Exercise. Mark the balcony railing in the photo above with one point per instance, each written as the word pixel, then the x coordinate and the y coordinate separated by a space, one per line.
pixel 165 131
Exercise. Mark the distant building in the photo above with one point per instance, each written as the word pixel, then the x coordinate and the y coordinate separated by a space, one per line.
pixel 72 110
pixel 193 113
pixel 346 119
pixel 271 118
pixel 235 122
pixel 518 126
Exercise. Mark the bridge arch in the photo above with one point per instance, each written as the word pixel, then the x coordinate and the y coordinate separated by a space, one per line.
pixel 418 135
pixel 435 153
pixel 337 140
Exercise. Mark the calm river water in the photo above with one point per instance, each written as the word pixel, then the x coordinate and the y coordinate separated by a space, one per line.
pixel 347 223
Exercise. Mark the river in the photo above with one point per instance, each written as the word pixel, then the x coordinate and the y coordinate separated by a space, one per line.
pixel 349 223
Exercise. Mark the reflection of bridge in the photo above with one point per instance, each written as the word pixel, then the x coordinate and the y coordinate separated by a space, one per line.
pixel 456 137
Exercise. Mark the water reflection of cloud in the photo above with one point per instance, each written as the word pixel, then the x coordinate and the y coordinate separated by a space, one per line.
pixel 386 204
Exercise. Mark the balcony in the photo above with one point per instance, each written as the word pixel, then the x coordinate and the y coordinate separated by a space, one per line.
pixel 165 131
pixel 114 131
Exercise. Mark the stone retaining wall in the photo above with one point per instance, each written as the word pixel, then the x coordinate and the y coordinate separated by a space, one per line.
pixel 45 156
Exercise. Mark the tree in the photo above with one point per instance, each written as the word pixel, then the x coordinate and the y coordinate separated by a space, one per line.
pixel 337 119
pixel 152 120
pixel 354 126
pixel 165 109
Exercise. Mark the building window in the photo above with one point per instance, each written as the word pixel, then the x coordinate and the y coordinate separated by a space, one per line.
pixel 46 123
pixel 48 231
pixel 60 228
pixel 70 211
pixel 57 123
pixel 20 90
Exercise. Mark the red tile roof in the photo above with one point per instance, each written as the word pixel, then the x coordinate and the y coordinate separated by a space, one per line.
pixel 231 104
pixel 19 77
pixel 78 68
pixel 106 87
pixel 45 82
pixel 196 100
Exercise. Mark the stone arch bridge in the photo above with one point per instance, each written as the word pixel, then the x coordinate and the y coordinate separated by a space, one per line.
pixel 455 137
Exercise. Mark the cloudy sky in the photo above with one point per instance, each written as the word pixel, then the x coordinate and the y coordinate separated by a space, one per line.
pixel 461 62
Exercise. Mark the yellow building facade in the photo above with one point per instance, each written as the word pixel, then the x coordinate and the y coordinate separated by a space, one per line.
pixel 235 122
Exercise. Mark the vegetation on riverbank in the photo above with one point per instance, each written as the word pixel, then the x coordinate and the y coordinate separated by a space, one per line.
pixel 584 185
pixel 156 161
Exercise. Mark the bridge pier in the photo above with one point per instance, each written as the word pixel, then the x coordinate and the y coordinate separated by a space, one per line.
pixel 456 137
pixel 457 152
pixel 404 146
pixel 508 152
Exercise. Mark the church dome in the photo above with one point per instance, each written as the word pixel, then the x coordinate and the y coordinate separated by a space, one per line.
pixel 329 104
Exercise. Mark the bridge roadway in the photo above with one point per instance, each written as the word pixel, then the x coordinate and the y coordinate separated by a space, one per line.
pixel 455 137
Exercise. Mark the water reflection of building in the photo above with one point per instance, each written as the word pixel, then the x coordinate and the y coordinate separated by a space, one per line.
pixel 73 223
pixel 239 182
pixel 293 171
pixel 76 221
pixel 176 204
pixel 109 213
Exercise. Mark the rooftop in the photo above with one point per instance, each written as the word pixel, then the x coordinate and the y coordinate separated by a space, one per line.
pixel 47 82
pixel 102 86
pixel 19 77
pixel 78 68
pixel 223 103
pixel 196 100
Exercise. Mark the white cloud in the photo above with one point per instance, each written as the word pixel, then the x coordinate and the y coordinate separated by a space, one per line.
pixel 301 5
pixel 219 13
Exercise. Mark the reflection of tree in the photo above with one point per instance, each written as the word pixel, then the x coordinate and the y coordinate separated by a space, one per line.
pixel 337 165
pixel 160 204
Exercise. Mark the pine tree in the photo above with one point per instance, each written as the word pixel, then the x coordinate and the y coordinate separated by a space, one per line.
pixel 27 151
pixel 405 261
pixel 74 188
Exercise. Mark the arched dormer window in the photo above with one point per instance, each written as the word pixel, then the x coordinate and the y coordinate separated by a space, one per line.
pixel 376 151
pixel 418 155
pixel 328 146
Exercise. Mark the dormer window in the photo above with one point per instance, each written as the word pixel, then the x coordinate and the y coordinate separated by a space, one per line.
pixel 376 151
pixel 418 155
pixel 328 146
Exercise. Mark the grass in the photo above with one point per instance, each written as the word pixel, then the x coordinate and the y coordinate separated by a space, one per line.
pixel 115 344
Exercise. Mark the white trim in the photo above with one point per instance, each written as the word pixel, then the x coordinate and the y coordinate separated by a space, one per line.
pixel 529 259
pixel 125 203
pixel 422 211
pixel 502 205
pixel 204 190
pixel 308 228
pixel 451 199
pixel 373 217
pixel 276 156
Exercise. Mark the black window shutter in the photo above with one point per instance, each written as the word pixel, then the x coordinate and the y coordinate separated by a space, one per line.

Task –
Rewrite the entries above as a numbered list, from the line with "Exercise. Mark the bridge arch" to the line with "pixel 165 109", leaving out any blank lines.

Solution below –
1. Exercise. Mark the bridge arch in the photo above with one point per instance, each written as the word pixel, then the x coordinate and the y coordinate separated by a space, one per line.
2. pixel 418 135
3. pixel 435 153
4. pixel 337 140
5. Exercise. Mark the calm river water in the photo above with one point per instance, each written as the word pixel, then the x coordinate and the y coordinate separated by a space, one per line.
6. pixel 347 223
7. Exercise. Mark the river in the photo above with one point per instance, each written as the word pixel, then the x coordinate and the y coordinate separated by a space, one per line.
8. pixel 349 223
9. Exercise. Mark the reflection of bridge in the photo above with one point per instance, each written as the word pixel, then the x coordinate and the y coordinate separated by a space, one per line.
10. pixel 456 137
11. Exercise. Mark the water reflection of cloud in the photo above with one point per instance, each written as the word pixel, then the x coordinate and the y coordinate separated by a space, one per line.
12. pixel 386 204
13. Exercise. Mark the balcony in the photo above with one point per instance, each written as the word pixel, then the x coordinate and the y coordinate separated by a space, one per line.
14. pixel 165 131
15. pixel 114 131
16. Exercise. Mark the stone retaining wall in the photo above with one point per instance, each written as the word pixel, then the x coordinate and the y coordinate separated by a space, one per line.
17. pixel 45 156
18. Exercise. Mark the tree in the photo above with one point per instance, each written as the word pixel, then the x coordinate and the y coordinate separated by a space, one per line.
19. pixel 337 119
20. pixel 152 120
21. pixel 354 126
22. pixel 165 109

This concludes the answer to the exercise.